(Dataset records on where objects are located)
════
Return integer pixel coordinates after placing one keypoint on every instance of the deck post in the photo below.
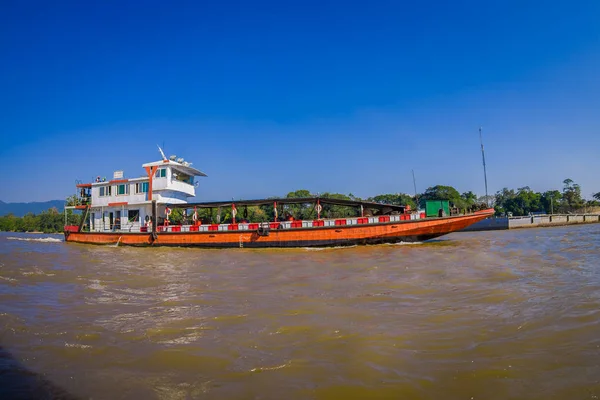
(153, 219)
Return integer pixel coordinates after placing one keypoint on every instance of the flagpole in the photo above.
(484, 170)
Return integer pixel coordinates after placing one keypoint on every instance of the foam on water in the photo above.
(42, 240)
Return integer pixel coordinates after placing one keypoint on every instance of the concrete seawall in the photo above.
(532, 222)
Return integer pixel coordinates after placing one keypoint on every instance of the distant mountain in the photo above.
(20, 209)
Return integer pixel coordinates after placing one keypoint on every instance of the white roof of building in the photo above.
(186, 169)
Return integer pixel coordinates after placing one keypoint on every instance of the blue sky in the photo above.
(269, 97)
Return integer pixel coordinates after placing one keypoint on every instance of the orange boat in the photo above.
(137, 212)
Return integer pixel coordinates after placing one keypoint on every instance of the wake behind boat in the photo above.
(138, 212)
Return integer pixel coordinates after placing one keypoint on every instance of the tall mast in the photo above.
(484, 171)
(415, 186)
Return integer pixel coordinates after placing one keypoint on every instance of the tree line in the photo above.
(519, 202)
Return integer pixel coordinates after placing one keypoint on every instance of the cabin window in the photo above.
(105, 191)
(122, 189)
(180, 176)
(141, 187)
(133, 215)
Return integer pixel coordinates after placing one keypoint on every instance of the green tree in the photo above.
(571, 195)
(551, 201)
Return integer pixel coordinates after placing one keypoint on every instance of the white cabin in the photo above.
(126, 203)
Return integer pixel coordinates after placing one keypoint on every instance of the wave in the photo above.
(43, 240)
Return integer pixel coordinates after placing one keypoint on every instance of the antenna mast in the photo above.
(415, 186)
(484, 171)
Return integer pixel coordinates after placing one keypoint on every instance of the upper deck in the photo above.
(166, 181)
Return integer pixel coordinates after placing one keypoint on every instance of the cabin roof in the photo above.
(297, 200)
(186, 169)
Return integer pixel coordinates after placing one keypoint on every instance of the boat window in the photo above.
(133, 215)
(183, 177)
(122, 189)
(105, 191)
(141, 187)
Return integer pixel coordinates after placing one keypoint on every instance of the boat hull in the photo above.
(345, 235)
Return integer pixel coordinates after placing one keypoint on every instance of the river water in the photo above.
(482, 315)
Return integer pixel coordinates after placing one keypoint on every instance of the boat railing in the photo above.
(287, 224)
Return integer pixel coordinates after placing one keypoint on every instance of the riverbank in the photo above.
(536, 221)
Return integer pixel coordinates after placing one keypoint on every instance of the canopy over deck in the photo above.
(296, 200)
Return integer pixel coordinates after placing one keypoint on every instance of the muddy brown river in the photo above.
════
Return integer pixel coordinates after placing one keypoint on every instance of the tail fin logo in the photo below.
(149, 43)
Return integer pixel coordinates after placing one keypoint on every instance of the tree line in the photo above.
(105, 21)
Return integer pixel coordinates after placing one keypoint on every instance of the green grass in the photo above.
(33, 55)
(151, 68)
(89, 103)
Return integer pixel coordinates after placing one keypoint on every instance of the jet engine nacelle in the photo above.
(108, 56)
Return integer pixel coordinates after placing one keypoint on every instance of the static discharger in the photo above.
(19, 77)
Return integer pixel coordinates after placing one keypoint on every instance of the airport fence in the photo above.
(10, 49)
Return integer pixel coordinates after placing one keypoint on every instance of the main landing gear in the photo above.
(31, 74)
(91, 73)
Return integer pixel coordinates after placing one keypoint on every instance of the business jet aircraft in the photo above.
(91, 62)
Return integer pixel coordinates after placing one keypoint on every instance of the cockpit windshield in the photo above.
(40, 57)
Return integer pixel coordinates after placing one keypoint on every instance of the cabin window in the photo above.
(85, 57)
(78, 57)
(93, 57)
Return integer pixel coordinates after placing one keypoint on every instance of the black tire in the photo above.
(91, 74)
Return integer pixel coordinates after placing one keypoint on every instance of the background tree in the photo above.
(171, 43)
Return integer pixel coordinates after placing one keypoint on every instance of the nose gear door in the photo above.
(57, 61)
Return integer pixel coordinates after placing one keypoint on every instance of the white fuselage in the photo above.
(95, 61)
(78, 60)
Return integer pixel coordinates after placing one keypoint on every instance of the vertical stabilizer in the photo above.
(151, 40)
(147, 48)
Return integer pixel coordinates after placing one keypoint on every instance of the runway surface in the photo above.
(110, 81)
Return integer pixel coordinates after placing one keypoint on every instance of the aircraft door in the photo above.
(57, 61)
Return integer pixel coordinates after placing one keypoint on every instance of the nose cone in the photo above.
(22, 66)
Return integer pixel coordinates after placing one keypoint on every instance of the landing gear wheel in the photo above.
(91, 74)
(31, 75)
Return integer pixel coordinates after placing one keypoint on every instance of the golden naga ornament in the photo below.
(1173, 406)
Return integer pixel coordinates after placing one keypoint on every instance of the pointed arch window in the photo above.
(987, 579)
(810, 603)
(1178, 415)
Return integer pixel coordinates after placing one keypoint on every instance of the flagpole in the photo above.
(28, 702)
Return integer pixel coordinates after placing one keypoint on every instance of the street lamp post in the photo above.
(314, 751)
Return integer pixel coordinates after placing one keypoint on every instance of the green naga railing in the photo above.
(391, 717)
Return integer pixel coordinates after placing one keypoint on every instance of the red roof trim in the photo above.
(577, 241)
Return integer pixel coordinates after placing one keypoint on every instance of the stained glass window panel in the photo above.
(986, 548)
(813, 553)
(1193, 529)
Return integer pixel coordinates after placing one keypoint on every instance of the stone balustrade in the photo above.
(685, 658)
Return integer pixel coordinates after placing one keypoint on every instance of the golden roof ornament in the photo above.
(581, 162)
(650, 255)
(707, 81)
════
Copy the lines word for word, starting with the line that contains "riverbank in the photo above." and ending with the line that contains "river in the photo above.".

Return integer pixel coordinates after placing one keypoint on every instance of the riverbank in the photo above.
(536, 221)
Return integer pixel coordinates after placing one keypoint on every instance of the canopy over deck in the photo above.
(296, 200)
Return integer pixel coordinates after placing one keypoint on every instance of the muddy brown river in the photo above.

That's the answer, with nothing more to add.